(Point-per-instance localization data)
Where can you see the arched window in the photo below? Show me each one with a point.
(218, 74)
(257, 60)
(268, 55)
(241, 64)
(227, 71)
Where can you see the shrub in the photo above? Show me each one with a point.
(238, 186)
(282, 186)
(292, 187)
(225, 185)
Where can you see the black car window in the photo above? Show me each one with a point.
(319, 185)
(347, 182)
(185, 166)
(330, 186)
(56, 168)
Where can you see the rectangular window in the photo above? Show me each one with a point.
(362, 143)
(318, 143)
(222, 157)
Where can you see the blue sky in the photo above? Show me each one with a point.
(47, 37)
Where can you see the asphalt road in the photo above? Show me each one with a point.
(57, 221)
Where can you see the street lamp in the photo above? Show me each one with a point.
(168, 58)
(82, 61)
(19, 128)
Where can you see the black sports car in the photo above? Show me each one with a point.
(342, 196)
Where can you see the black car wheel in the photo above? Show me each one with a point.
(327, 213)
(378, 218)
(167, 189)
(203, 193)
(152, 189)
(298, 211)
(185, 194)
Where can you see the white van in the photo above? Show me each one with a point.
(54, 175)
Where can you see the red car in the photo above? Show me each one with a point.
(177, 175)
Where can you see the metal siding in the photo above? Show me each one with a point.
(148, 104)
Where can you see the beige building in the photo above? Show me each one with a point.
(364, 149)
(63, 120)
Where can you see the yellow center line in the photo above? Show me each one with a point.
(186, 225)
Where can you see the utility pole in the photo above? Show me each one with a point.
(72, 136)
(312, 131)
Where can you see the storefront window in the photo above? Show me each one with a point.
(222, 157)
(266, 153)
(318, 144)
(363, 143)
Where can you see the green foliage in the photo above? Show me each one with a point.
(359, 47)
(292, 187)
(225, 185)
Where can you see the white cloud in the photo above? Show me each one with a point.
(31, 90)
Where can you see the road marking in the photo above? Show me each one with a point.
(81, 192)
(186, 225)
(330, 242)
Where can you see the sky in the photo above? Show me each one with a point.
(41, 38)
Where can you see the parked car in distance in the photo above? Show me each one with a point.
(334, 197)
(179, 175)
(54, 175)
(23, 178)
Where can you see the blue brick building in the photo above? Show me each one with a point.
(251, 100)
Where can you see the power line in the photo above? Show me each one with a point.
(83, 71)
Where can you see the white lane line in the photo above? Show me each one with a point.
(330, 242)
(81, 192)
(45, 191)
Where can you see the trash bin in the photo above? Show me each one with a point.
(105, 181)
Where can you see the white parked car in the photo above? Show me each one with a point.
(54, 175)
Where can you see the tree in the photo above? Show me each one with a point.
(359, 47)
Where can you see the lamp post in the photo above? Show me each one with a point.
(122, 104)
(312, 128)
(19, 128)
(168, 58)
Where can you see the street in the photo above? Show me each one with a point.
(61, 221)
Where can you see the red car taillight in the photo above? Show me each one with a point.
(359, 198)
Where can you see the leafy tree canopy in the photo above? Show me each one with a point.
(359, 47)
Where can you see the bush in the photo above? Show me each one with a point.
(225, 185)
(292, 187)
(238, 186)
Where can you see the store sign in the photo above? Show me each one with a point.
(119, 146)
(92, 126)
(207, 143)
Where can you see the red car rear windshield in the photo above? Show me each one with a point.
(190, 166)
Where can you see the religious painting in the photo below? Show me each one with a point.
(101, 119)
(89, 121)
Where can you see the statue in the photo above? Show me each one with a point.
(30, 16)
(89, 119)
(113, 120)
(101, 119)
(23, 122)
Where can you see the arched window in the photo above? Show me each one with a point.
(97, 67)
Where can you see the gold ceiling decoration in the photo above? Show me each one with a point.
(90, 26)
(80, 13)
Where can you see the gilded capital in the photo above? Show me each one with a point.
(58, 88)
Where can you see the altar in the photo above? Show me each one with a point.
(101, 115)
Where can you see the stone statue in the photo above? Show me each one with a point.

## Directions for this task
The task calls for each record to be returned verbatim.

## Answer space
Where can you see the arched window in the photo below? Show me each one with a point.
(218, 74)
(257, 60)
(268, 55)
(241, 64)
(227, 71)
Where can you see the shrub in the photo above? Show me each one with a point.
(238, 186)
(282, 186)
(292, 187)
(225, 185)
Where can you see the black car window in the photo above? Show me each one with a point.
(319, 185)
(347, 182)
(185, 166)
(330, 186)
(56, 168)
Where can you see the rectangular window in the photo above? Show me each one with a point.
(362, 143)
(318, 143)
(222, 157)
Where can you see the blue sky in the photo above? Show me each one with a point.
(47, 37)
Where can you see the asphalt road in the photo above? Show me each one with a point.
(57, 221)
Where can you see the street lamp in the photo above? Show me each one with a point.
(168, 58)
(82, 61)
(19, 128)
Where can you see the black sports car in the photo above? Show me each one with a point.
(342, 196)
Where can you see the black car wheel in the photo above? Show me each one with a point.
(327, 213)
(378, 218)
(167, 189)
(203, 193)
(152, 189)
(298, 211)
(185, 194)
Where can you see the white van in the photo above? Show me each one with a point.
(54, 175)
Where can you see the red car in the photo above? Show me each one with a point.
(177, 175)
Where can you see the metal siding in the photo above? Show me each one with a point.
(148, 104)
Where can you see the beige building in the photo above? Show me each one with a point.
(364, 149)
(63, 120)
Where can you see the yellow center line in the photo above? Show me each one with a point.
(186, 225)
Where can you see the utility pole in the photo above? Show me each one with a point.
(72, 136)
(312, 131)
Where can you see the storefront window in the photo above? Show me each one with a point.
(222, 157)
(266, 153)
(318, 144)
(363, 143)
Where can you see the green foliage in the photo above? Show me each one with a point.
(359, 47)
(292, 187)
(225, 185)
Where can you see the white cloud in the photo above? Show me each one with a point.
(31, 90)
Where can you see the road marking in the photo above? Show me each one with a point.
(81, 192)
(186, 225)
(330, 242)
Where can you see the sky in the photo above? Show me each one with a point.
(41, 38)
Where can you see the parked car in distance in the photo above? Show me each one with a point.
(334, 197)
(179, 175)
(54, 175)
(23, 178)
Where can you see the blue brick building in the photo above? Show me each one with a point.
(251, 100)
Where can you see the power line in the photo above? Show me each one with a point.
(83, 71)
Where can you see the white lane line in the photo above? Show me each one with a point.
(330, 242)
(81, 192)
(45, 191)
Where can you see the trash bin in the photo above? Show me each one with a point.
(105, 181)
Where can you see the white parked car in the photo above? Show me each one with a point.
(54, 175)
Where can you see the tree in the photo above? Show me each one with a point.
(359, 47)
Where can you see the lamp post in the photo above? Show me each one with a point.
(122, 104)
(312, 128)
(19, 128)
(168, 58)
Where can you see the street in the photo above? Show me each one with a point.
(61, 221)
Where can you see the red car taillight in the photo above? Show me each one with a point.
(359, 198)
Where can you see the leafy tree canopy in the photo above? Show me each one with a point.
(359, 47)
Where can you see the bush in the photo above? Show me each one with a point.
(225, 185)
(292, 187)
(238, 186)
Where can you see the store sign in the photo above? Show me each one with a point.
(119, 146)
(92, 126)
(207, 143)
Where can you see the red car rear windshield in the photo above? Show me each one with a point.
(190, 166)
Where can you see the religious painting in the photo below? Show me each one with a point.
(101, 119)
(89, 121)
Where can you see the statue in the photo above? Show me each one with a point.
(30, 16)
(89, 119)
(113, 120)
(101, 119)
(23, 122)
Where can you see the arched window in the photo above? Show me each one with a point.
(97, 67)
Where can you see the gold ceiling decoration in the photo above? Show me each one with a point.
(90, 26)
(80, 13)
Where can you see the gilded capital in the photo above? Show me each one with a point.
(58, 88)
Where can you see the altar in the photo above? Show me each one with a point.
(101, 115)
Where can you see the stone statue in the photo above? Show me each one with a point.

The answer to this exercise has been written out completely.